◆ **Written instruction**: List each line of the material below that contains the word "point".
===== Source material =====
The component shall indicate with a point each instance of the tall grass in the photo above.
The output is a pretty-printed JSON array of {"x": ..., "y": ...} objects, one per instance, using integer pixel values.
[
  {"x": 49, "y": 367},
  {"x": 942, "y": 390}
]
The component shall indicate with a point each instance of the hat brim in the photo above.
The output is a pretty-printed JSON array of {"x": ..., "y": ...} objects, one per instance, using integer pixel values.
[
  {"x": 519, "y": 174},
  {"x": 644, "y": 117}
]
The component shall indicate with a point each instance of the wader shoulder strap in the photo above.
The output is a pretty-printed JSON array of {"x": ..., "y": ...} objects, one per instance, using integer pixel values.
=====
===== Source material =====
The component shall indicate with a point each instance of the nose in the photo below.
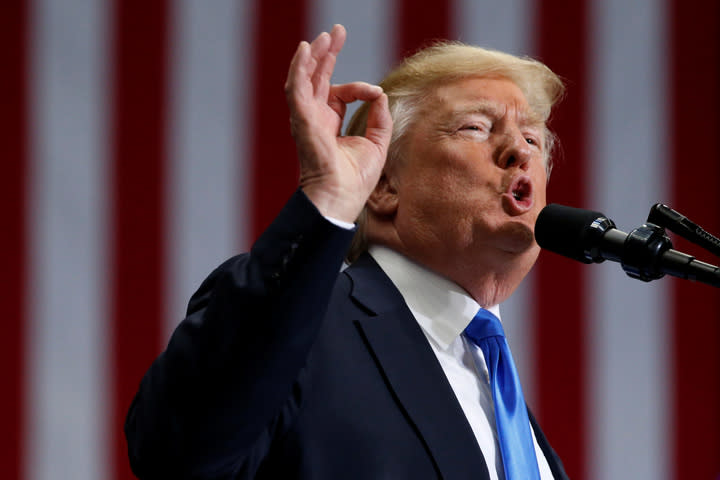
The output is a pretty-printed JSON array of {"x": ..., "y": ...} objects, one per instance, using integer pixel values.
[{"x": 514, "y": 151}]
=====
◆ **Finished answer**:
The component shall indicate with a point each instance of the tall grass in the photo above.
The component shall indicate with a point each instance of the hat brim in the photo above.
The component shall indicate with a point each instance of the wader shoulder strap in the photo above.
The component shall indicate with a point each instance of the nose in the photo below.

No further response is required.